Dataset content ▸
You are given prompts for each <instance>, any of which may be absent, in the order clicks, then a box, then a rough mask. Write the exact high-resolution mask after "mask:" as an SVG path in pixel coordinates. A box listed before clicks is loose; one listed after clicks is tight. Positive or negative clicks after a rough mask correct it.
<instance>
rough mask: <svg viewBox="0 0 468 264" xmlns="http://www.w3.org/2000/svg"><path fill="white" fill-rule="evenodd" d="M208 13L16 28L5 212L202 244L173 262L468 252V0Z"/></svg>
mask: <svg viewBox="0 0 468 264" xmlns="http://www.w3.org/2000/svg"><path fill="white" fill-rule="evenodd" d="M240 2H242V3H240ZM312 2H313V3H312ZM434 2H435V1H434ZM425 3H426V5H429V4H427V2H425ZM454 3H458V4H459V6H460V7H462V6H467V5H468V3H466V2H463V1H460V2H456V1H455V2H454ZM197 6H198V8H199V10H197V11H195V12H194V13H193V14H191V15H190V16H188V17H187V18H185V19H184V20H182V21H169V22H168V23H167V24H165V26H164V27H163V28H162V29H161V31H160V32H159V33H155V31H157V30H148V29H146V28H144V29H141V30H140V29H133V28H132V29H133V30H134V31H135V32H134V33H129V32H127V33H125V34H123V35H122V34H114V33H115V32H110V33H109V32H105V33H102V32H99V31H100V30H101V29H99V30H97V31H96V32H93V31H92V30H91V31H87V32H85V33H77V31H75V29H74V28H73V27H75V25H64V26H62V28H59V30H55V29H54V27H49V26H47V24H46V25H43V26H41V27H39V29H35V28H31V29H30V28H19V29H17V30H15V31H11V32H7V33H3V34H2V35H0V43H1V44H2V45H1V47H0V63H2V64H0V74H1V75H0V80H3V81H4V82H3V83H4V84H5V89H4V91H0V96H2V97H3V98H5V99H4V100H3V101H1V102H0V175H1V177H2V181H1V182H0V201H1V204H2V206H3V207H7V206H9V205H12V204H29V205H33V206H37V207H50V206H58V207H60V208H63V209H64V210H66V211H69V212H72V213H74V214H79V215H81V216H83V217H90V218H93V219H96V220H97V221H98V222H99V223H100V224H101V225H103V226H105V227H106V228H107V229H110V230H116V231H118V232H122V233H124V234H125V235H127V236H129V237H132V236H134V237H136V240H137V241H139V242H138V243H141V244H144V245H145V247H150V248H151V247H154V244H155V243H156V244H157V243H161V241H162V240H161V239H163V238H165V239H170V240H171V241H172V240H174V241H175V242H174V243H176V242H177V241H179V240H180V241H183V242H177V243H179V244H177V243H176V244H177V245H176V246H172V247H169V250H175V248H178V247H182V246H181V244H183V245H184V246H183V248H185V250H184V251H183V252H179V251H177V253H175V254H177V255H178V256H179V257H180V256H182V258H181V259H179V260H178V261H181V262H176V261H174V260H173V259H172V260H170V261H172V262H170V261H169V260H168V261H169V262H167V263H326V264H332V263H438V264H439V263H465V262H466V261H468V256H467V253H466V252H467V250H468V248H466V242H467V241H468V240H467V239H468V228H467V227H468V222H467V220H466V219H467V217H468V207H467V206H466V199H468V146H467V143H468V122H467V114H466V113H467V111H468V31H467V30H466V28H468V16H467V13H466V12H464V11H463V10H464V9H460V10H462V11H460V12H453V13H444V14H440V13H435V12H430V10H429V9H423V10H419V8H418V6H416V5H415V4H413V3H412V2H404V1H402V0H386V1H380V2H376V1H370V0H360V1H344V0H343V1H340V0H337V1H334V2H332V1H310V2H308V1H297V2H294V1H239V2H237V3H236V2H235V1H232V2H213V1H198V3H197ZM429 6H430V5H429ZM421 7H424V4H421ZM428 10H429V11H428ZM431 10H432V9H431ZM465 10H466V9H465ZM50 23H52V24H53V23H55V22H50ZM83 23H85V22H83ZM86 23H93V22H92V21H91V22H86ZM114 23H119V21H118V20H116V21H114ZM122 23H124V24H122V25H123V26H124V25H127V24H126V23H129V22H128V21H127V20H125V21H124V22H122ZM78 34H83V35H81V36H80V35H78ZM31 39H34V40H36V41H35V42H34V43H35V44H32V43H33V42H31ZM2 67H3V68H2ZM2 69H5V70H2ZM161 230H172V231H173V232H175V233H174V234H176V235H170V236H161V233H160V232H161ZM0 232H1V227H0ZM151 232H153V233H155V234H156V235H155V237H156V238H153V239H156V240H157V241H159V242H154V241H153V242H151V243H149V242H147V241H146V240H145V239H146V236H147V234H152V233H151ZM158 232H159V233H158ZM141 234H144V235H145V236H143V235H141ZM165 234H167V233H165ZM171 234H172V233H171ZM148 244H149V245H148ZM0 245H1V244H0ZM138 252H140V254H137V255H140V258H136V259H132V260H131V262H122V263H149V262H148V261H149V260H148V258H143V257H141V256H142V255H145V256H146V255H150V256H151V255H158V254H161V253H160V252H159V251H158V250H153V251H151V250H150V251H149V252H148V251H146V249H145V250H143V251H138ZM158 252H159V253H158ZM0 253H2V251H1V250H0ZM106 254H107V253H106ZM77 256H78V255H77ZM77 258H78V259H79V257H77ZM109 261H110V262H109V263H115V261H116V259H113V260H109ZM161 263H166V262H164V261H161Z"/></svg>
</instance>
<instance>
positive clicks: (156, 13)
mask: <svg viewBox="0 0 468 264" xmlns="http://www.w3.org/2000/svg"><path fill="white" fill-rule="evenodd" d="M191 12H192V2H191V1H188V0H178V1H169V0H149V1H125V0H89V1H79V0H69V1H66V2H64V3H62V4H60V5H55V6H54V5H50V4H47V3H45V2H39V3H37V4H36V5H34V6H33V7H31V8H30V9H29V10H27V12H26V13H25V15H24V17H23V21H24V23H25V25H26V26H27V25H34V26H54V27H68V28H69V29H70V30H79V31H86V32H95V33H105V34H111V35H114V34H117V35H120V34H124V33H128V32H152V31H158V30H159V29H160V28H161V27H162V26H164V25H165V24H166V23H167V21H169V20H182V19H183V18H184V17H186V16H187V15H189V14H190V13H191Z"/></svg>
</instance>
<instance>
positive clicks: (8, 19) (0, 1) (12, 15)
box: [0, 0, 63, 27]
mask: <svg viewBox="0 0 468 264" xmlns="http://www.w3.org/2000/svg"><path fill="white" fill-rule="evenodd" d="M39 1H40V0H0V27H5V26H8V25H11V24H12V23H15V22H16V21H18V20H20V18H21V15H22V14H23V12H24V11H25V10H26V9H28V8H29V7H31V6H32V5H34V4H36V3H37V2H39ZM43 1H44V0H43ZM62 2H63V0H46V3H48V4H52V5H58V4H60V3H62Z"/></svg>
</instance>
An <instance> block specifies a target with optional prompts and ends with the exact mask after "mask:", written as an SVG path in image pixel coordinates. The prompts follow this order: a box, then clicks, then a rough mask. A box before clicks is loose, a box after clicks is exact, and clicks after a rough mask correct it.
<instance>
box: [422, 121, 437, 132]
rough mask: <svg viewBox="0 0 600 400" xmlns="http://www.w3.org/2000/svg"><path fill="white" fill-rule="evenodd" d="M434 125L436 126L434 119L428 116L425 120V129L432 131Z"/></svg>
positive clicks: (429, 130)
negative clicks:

Exercise prompt ▸
Please rewrite all of the data above as a numbered list, one item per line, skipping any blank lines.

Completed exercise ▸
1. You are given prompts for each <instance>, any of which may be absent, in the order clicks, then a box, then a rough mask. Write the exact high-resolution mask after "mask:" as an SVG path in pixel coordinates. A box listed before clicks is loose; one listed after clicks is tight. Positive or negative clicks after a rough mask correct it.
2. <instance>
3. rough mask: <svg viewBox="0 0 468 264" xmlns="http://www.w3.org/2000/svg"><path fill="white" fill-rule="evenodd" d="M208 13L16 28L5 212L202 244L173 262L468 252V0Z"/></svg>
4. mask: <svg viewBox="0 0 468 264" xmlns="http://www.w3.org/2000/svg"><path fill="white" fill-rule="evenodd" d="M240 2H242V3H240ZM312 2H313V3H312ZM434 2H435V1H434ZM425 3H426V5H429V4H427V2H425ZM454 3H458V4H459V6H460V7H462V6H467V5H468V3H466V2H463V1H460V2H456V1H455V2H454ZM197 6H198V8H199V10H197V11H195V12H194V13H193V14H191V15H190V16H188V17H187V18H185V19H184V20H182V21H169V22H168V23H167V24H165V26H164V27H163V28H162V29H161V31H160V32H159V33H155V31H157V30H148V29H146V28H144V29H141V30H140V29H133V28H132V29H133V30H134V31H135V32H134V33H129V32H127V33H125V34H123V35H122V34H114V33H115V32H110V33H109V32H105V33H102V32H99V31H100V30H101V29H99V30H97V31H96V32H93V31H92V30H91V31H87V32H85V33H77V31H75V29H74V28H73V27H75V25H64V26H62V28H59V30H55V29H54V27H49V26H47V24H46V25H43V26H41V27H39V29H35V28H31V29H30V28H19V29H17V30H15V31H11V32H7V33H3V34H2V35H0V43H1V44H2V45H1V47H0V63H2V64H0V74H1V75H0V80H3V81H4V82H3V83H4V84H5V89H4V91H0V96H2V97H3V98H5V99H4V100H3V101H1V102H0V175H1V177H2V181H1V182H0V201H1V204H2V206H3V207H7V206H9V205H12V204H29V205H33V206H37V207H50V206H58V207H60V208H63V209H64V210H66V211H69V212H72V213H74V214H79V215H81V216H83V217H90V218H93V219H96V220H97V221H98V222H99V223H100V224H101V225H103V226H105V227H106V228H107V229H110V230H116V231H118V232H122V233H124V234H125V235H127V236H129V237H132V236H134V237H136V240H137V241H139V242H138V243H141V244H144V245H145V247H150V248H151V247H154V244H155V243H156V244H157V243H161V241H162V240H161V239H163V238H165V239H170V240H171V241H172V240H174V241H175V242H174V243H176V242H177V241H179V240H180V241H183V242H177V243H179V244H177V243H176V244H177V245H176V246H172V247H169V250H175V248H178V247H182V246H181V244H183V245H184V246H183V248H185V250H184V251H183V252H179V251H177V253H175V254H177V255H178V256H179V257H180V256H182V258H181V259H179V260H178V261H181V262H176V261H174V260H173V259H172V260H170V261H172V262H170V261H169V260H168V261H169V262H167V263H326V264H332V263H438V264H439V263H465V262H466V261H468V256H467V253H466V252H467V250H468V248H466V242H467V241H468V240H467V239H468V228H467V227H468V222H467V220H466V219H467V217H468V207H467V206H466V199H468V146H467V143H468V122H467V114H466V113H467V111H468V31H467V30H466V28H468V16H467V13H466V12H464V11H463V10H464V9H460V10H462V11H460V12H453V13H444V14H440V13H435V12H430V10H429V9H423V10H419V8H418V6H416V5H415V4H413V3H412V2H404V1H402V0H386V1H380V2H376V1H370V0H360V1H344V0H343V1H340V0H337V1H334V2H332V1H310V2H308V1H297V2H294V1H239V2H237V3H236V2H235V1H232V2H213V1H198V3H197ZM429 6H430V5H429ZM421 7H424V4H421ZM428 10H429V11H428ZM431 10H432V9H431ZM465 10H466V9H465ZM50 23H52V24H53V23H55V22H50ZM83 23H85V22H83ZM86 23H93V22H92V21H91V22H86ZM114 23H119V21H118V20H116V21H114ZM122 23H124V24H122V25H123V26H124V25H127V24H126V23H129V22H128V21H127V20H125V21H124V22H122ZM78 34H83V35H81V36H80V35H78ZM31 39H34V40H36V41H35V42H34V43H35V44H32V43H33V42H31ZM2 67H3V68H2ZM2 69H5V70H2ZM161 230H172V231H173V232H175V233H174V234H176V235H170V236H161V233H160V232H161ZM0 232H1V227H0ZM151 232H153V233H155V234H156V235H155V237H156V238H153V239H156V240H157V241H159V242H154V241H153V242H151V243H149V242H147V241H146V240H145V239H146V236H147V234H152V233H151ZM158 232H159V233H158ZM141 234H144V235H145V236H143V235H141ZM165 234H167V233H165ZM171 234H172V233H171ZM148 244H149V245H148ZM0 245H1V244H0ZM138 252H140V254H137V255H140V258H136V259H132V260H131V262H122V263H149V262H148V261H149V260H148V258H143V257H141V256H142V255H145V256H146V255H150V256H151V255H158V254H161V253H160V252H159V251H158V250H153V251H151V250H150V251H149V252H148V251H146V249H145V250H143V251H138ZM158 252H159V253H158ZM0 253H2V251H1V250H0ZM106 254H107V253H106ZM77 256H78V255H77ZM77 258H78V259H79V257H77ZM109 261H110V262H109V263H115V261H116V259H113V260H109ZM161 263H166V262H164V261H161Z"/></svg>
5. </instance>
6. <instance>
7. positive clicks: (156, 13)
8. mask: <svg viewBox="0 0 468 264" xmlns="http://www.w3.org/2000/svg"><path fill="white" fill-rule="evenodd" d="M191 12H192V2H191V1H188V0H178V1H169V0H149V1H125V0H89V1H79V0H69V1H66V2H64V3H62V4H60V5H55V6H54V5H50V4H47V3H45V2H39V3H37V4H36V5H34V6H33V7H31V8H30V9H29V10H27V12H26V13H25V15H24V17H23V21H24V23H25V25H26V26H27V25H34V26H54V27H68V28H69V29H70V30H79V31H86V32H95V33H105V34H111V35H114V34H117V35H120V34H124V33H128V32H152V31H158V30H159V29H160V28H161V27H162V26H164V25H165V24H166V23H167V21H169V20H182V19H183V18H184V17H186V16H187V15H189V14H190V13H191Z"/></svg>
9. </instance>
10. <instance>
11. positive clicks: (8, 19) (0, 1) (12, 15)
12. box: [0, 0, 63, 27]
13. mask: <svg viewBox="0 0 468 264" xmlns="http://www.w3.org/2000/svg"><path fill="white" fill-rule="evenodd" d="M39 1H40V0H0V27H5V26H8V25H11V24H12V23H15V22H16V21H18V20H20V18H21V15H22V14H23V12H24V11H25V10H26V9H28V8H29V7H31V6H32V5H34V4H36V3H37V2H39ZM43 1H44V0H43ZM62 2H63V0H46V3H48V4H52V5H58V4H60V3H62Z"/></svg>
14. </instance>
15. An <instance> block specifies a target with optional prompts and ends with the exact mask after "mask:", written as an SVG path in image pixel coordinates. The prompts follow this order: a box, then clicks, then a rough mask. A box before clicks is loose, a box after clicks is exact, and clicks after a rough mask correct it.
16. <instance>
17. box: [422, 121, 437, 132]
18. rough mask: <svg viewBox="0 0 600 400" xmlns="http://www.w3.org/2000/svg"><path fill="white" fill-rule="evenodd" d="M434 125L436 126L434 119L428 116L425 120V129L432 131Z"/></svg>
19. positive clicks: (429, 130)
20. negative clicks:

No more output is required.